§ **TASK INPUTS**
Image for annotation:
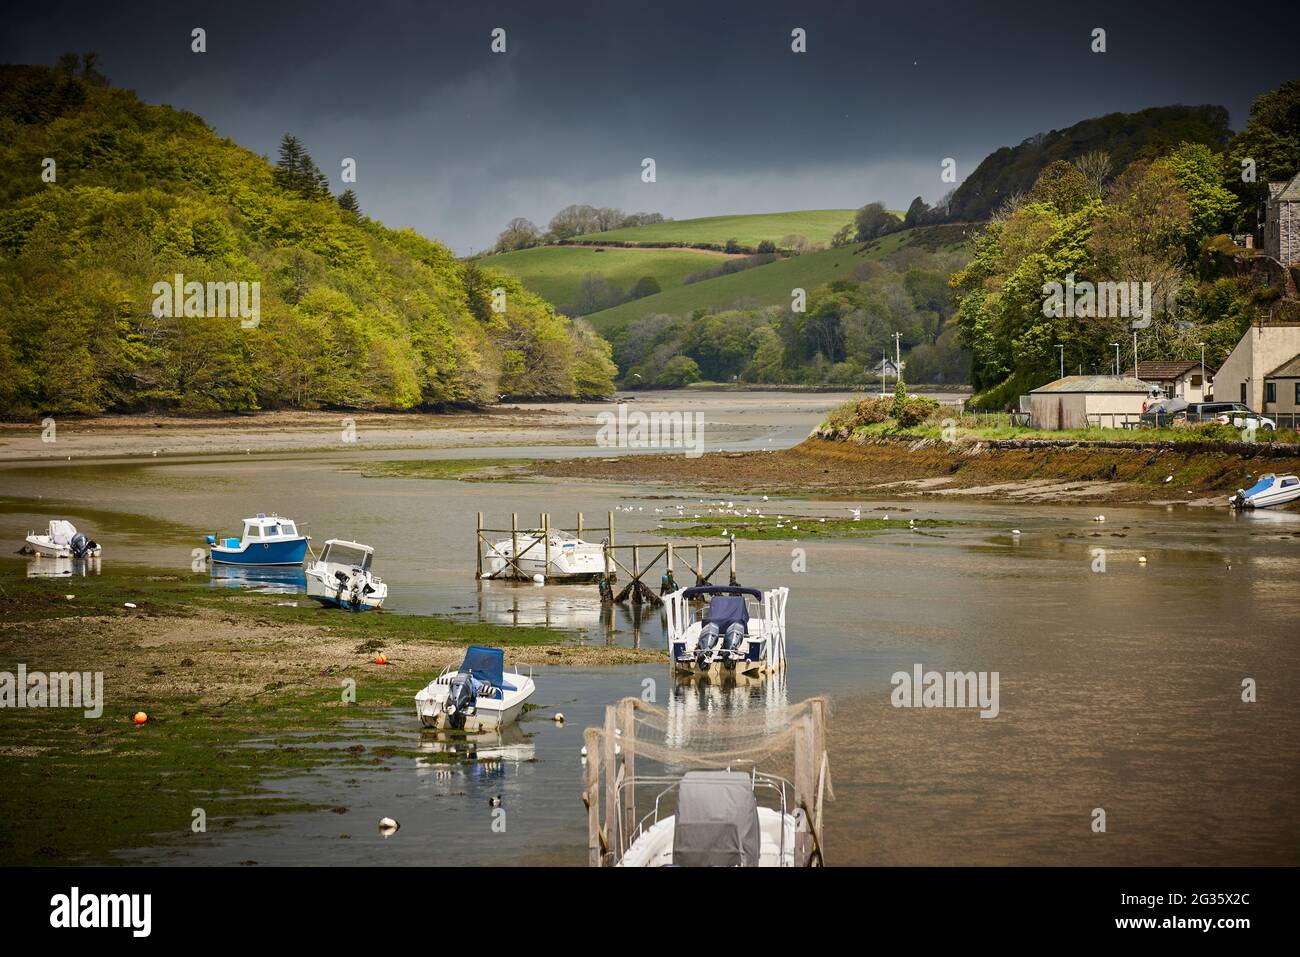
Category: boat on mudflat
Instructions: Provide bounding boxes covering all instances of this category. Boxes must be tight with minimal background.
[1230,474,1300,509]
[205,513,308,566]
[305,539,387,610]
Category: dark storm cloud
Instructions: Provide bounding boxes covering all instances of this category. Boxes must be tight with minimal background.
[2,0,1289,252]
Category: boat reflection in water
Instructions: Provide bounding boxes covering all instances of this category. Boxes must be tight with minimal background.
[664,670,790,749]
[26,555,102,578]
[475,582,665,647]
[416,725,536,782]
[208,563,306,594]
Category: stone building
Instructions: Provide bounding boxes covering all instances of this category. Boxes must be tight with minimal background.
[1263,172,1300,267]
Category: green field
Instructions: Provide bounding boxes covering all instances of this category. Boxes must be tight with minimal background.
[479,244,730,309]
[573,209,857,248]
[585,230,919,334]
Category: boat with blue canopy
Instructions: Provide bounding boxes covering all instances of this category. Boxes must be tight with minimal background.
[414,646,536,731]
[205,513,309,566]
[664,584,788,679]
[1230,473,1300,509]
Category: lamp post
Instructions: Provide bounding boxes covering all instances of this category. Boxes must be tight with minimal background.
[1132,331,1139,380]
[1110,343,1120,377]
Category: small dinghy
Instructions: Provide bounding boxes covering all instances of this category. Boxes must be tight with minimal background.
[205,513,308,566]
[1230,474,1300,509]
[483,529,606,581]
[665,585,788,679]
[415,646,535,731]
[25,520,101,559]
[305,539,387,610]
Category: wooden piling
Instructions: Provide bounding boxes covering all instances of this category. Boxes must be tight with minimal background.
[510,513,519,581]
[729,536,737,585]
[475,512,483,578]
[584,727,602,866]
[542,512,550,582]
[620,698,636,845]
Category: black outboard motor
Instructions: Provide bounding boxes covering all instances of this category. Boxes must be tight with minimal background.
[69,533,90,559]
[443,672,478,730]
[695,623,720,670]
[720,622,746,669]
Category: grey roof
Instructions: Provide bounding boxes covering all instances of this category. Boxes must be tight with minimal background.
[1265,353,1300,378]
[1276,173,1300,202]
[1030,375,1153,394]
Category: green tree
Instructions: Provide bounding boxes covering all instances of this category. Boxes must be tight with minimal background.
[337,189,361,215]
[656,354,701,387]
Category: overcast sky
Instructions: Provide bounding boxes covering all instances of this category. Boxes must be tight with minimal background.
[3,0,1291,253]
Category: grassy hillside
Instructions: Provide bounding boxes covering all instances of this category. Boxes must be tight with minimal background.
[477,244,731,312]
[586,228,958,335]
[0,63,616,414]
[572,209,856,248]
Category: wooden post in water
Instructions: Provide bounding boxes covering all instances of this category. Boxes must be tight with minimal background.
[603,704,619,858]
[510,513,519,582]
[620,698,636,845]
[729,535,738,585]
[475,512,483,579]
[607,510,616,582]
[542,513,551,581]
[695,543,703,584]
[584,727,602,866]
[631,545,641,603]
[576,512,583,539]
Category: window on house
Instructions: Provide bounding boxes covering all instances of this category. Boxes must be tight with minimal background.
[1191,374,1202,388]
[1265,382,1276,404]
[1295,382,1300,406]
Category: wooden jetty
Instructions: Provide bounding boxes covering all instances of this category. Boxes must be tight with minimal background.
[476,512,738,604]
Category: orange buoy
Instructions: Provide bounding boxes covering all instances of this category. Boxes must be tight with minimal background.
[133,711,148,725]
[374,653,387,665]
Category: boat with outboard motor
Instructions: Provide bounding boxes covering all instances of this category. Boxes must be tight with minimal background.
[25,520,101,559]
[664,585,788,679]
[305,539,387,610]
[414,646,535,731]
[205,513,308,566]
[1230,473,1300,509]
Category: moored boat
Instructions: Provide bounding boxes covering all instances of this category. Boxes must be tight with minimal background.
[1230,473,1300,509]
[205,513,308,566]
[415,646,535,731]
[25,520,101,559]
[482,528,606,581]
[305,539,386,610]
[665,585,788,679]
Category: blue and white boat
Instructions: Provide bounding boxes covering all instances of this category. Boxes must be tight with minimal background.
[1230,474,1300,509]
[206,513,309,566]
[414,647,535,731]
[664,585,788,679]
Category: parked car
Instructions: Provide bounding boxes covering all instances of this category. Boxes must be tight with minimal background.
[1216,411,1276,432]
[1184,401,1252,424]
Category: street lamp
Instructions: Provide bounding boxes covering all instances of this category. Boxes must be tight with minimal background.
[1110,343,1120,377]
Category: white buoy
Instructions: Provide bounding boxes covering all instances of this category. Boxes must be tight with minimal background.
[532,573,545,584]
[553,713,565,724]
[378,817,399,835]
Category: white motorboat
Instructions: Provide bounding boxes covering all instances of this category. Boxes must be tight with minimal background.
[582,696,830,867]
[305,539,387,610]
[415,647,535,731]
[25,520,101,559]
[482,528,606,581]
[619,770,810,867]
[664,585,788,679]
[1230,473,1300,509]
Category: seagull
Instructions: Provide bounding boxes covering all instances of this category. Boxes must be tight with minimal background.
[847,508,861,520]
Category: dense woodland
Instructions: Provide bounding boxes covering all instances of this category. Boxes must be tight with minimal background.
[0,61,616,415]
[953,80,1300,408]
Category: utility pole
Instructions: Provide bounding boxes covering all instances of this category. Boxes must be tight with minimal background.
[893,332,902,381]
[1132,331,1139,380]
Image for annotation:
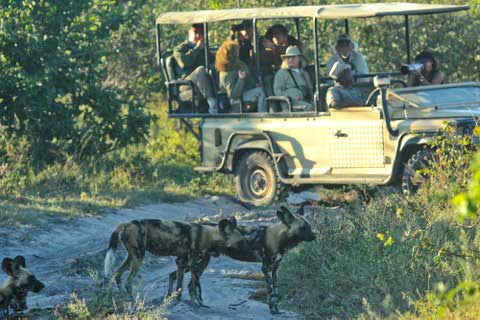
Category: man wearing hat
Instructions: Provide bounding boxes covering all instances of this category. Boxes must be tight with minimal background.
[173,24,218,114]
[273,46,314,112]
[326,34,369,83]
[326,61,365,109]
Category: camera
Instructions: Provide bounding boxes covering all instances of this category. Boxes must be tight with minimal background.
[400,63,424,75]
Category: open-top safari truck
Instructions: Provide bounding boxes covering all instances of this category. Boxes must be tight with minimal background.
[155,3,479,206]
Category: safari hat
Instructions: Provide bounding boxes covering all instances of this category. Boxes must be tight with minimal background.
[280,46,304,59]
[329,61,351,80]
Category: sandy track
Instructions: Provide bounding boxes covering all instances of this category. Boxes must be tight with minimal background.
[0,197,298,319]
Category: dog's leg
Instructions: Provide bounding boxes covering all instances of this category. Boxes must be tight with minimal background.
[269,255,283,314]
[262,254,282,315]
[188,251,209,307]
[196,253,210,304]
[175,256,188,301]
[261,257,274,313]
[124,256,143,296]
[113,255,131,290]
[167,270,177,298]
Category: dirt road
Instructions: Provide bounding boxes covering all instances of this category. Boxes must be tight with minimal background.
[0,197,299,319]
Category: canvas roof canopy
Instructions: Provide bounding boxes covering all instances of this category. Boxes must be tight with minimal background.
[156,3,469,25]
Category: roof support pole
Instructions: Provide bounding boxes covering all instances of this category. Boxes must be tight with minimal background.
[295,18,301,43]
[203,22,209,67]
[156,24,161,66]
[253,18,262,86]
[404,15,411,63]
[344,19,349,34]
[313,17,320,113]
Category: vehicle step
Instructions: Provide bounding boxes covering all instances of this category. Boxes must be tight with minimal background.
[194,166,215,172]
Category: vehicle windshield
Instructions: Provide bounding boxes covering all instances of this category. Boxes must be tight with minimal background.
[390,85,480,108]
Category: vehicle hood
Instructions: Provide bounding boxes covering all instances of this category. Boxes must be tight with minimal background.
[387,82,480,120]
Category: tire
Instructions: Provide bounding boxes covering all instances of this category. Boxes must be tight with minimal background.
[234,151,280,207]
[401,149,434,195]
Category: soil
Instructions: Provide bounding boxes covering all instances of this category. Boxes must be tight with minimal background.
[0,197,299,319]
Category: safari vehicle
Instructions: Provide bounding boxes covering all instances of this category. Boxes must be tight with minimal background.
[155,3,479,206]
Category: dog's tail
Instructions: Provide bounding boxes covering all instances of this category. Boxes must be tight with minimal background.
[104,223,127,278]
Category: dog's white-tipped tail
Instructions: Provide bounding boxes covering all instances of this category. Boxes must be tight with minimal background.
[104,248,116,278]
[104,226,122,278]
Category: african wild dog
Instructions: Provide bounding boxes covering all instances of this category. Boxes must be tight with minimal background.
[103,217,248,306]
[1,256,45,318]
[169,205,315,314]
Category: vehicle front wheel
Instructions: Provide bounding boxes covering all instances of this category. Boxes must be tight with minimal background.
[234,151,280,207]
[401,149,434,195]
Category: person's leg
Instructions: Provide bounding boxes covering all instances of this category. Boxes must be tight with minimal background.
[185,66,217,114]
[242,87,266,112]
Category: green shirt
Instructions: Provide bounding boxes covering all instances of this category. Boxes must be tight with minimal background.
[273,68,313,102]
[173,41,213,78]
[219,61,256,100]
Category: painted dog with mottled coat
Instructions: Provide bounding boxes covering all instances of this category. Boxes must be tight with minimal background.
[169,205,316,314]
[1,256,45,318]
[103,217,248,306]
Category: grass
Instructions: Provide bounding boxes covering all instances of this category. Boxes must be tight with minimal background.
[0,98,234,228]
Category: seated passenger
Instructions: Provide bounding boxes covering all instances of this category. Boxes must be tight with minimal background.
[326,62,365,108]
[216,40,266,112]
[173,24,218,114]
[261,24,304,95]
[230,20,254,71]
[273,46,313,112]
[326,34,369,83]
[407,50,445,87]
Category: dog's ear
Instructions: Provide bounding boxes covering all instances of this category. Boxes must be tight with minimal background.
[229,216,237,227]
[14,255,26,268]
[2,258,16,275]
[219,219,232,234]
[277,206,295,225]
[296,204,305,216]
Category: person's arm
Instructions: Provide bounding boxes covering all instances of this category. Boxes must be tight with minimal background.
[354,52,369,75]
[326,87,341,108]
[325,57,336,77]
[431,71,445,85]
[302,70,314,99]
[222,70,246,100]
[173,42,203,70]
[273,70,286,96]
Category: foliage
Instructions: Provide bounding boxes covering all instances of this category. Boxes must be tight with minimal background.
[0,0,151,166]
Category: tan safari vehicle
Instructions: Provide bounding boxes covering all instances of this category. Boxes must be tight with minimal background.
[155,3,479,206]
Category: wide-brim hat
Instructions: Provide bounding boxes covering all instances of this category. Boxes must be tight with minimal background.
[280,46,304,59]
[329,61,351,80]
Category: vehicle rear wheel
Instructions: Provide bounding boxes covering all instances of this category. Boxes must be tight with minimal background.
[401,149,434,195]
[234,151,279,207]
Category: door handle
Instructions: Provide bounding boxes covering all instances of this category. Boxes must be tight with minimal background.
[334,130,348,138]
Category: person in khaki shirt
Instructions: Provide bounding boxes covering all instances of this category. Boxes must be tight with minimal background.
[273,46,314,112]
[216,40,266,112]
[325,34,369,83]
[326,62,366,109]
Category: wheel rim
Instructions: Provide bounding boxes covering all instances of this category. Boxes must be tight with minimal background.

§ **DIRECTIONS FOR THIS TASK**
An exact copy of the lines above, from the one containing "Category: green tree" through the one containing "Category: orange buoy", is the whole of the answer.

§ **THE ANSWER**
Category: green tree
Instructions: Provide bounding boxes covering all instances of this category. Boxes must be tight with minimal background.
[337,189,361,215]
[656,354,701,387]
Category: overcast sky
Instructions: Provide bounding boxes covering all instances of this category. Boxes must be tight with minimal background.
[3,0,1291,253]
Category: grassy hillside
Instructions: Provide bounding boxes covering all instances of this category. Boxes must be tight with minimal background.
[477,244,731,312]
[586,228,958,335]
[0,63,616,414]
[572,209,856,248]
Category: wooden post in water
Instructions: Provide bounding boxes covering all instances of this category. Boxes must be tight with minimal background.
[603,704,619,858]
[510,513,519,582]
[620,698,636,845]
[729,535,738,585]
[475,512,483,579]
[607,510,616,582]
[542,513,551,581]
[695,543,703,584]
[584,727,602,866]
[631,545,641,603]
[576,512,583,539]
Category: window on house
Instructions: Provide bounding boxes covering all instances of this category. Boxes must be tight with minimal background.
[1191,374,1202,388]
[1265,382,1276,404]
[1295,382,1300,406]
Category: wooden jetty
Instructions: Provide bounding boxes covering all instances of this category. Boxes must be tight with minimal background.
[476,512,738,604]
Category: orange buoy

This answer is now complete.